* _Provided material_:
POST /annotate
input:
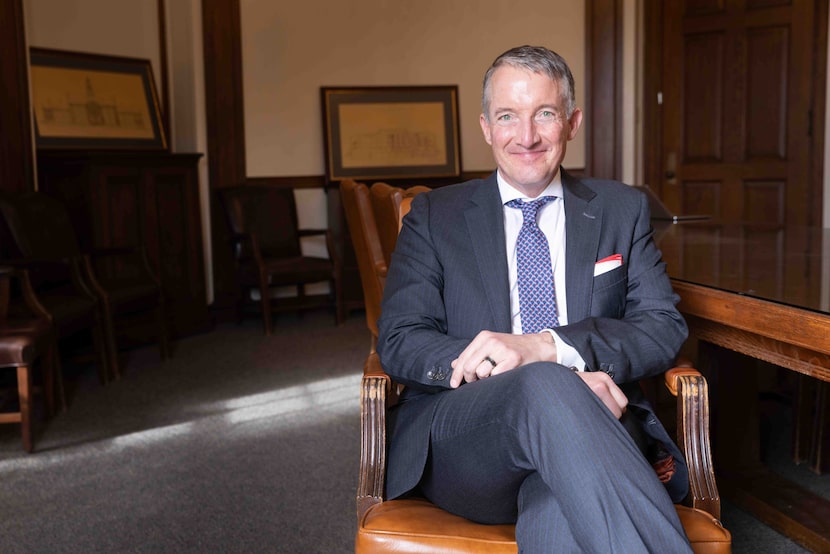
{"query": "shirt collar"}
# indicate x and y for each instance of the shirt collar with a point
(509, 193)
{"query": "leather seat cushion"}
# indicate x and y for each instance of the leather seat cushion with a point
(22, 340)
(416, 526)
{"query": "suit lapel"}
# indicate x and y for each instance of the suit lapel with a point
(583, 221)
(485, 225)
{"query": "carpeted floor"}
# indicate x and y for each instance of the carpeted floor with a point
(239, 443)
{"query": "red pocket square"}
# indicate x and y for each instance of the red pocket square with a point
(607, 264)
(612, 258)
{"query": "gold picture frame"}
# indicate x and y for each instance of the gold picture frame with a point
(391, 132)
(92, 101)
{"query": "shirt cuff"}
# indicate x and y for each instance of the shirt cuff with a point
(565, 353)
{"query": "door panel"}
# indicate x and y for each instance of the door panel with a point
(736, 115)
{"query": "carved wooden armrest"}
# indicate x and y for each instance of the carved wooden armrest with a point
(373, 391)
(692, 392)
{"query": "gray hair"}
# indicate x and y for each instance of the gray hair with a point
(536, 59)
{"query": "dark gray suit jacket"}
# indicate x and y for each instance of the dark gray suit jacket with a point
(448, 281)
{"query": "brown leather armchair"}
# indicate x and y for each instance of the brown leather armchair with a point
(24, 339)
(416, 525)
(81, 290)
(387, 204)
(371, 261)
(265, 237)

* _Job_:
Reproduce every line of the records above verbatim, omitting the pictures.

* _Answer to the task_:
POST /annotate
input:
{"query": "shirt collar"}
# indicate x and y for each instance of the shirt collar with a point
(509, 193)
{"query": "leather seat cushion"}
# indicate x and y for each instance of the leather seat cushion with a point
(22, 340)
(416, 526)
{"query": "suit lapel"}
# indicate x and y for each instance of the suit lapel with a point
(583, 221)
(485, 225)
{"query": "carpeted floor"}
# indicate x and y for each instance of the carpeted floor with a point
(239, 443)
{"query": "red pocket square"}
# indicate x and y for each instance of the red pocket square with a point
(607, 264)
(612, 258)
{"query": "gold picture frame"}
# indicate x and y for each instance of the gold picture frame with a point
(391, 132)
(92, 101)
{"query": "shirt cuff"}
# indicate x and y for each instance of the shirt cuff with a point
(565, 353)
{"query": "door panel"}
# indicate x and y for each instance of the door panel with a point
(736, 115)
{"query": "carved wooden armrest"}
# indicate x and y for each instance of the carved wooden armrest with a point
(373, 391)
(692, 392)
{"query": "gray hair"}
# indicate x and y for each instance of the gray hair with a point
(536, 59)
{"query": "dark gray suit jacket"}
# indicate x and y for each instance of the dark gray suit jacket with a point
(448, 281)
{"query": "brown leather armchair"}
# indicate x and y for each instance of the brown leather armchair with a point
(24, 339)
(416, 525)
(81, 290)
(387, 204)
(371, 261)
(265, 237)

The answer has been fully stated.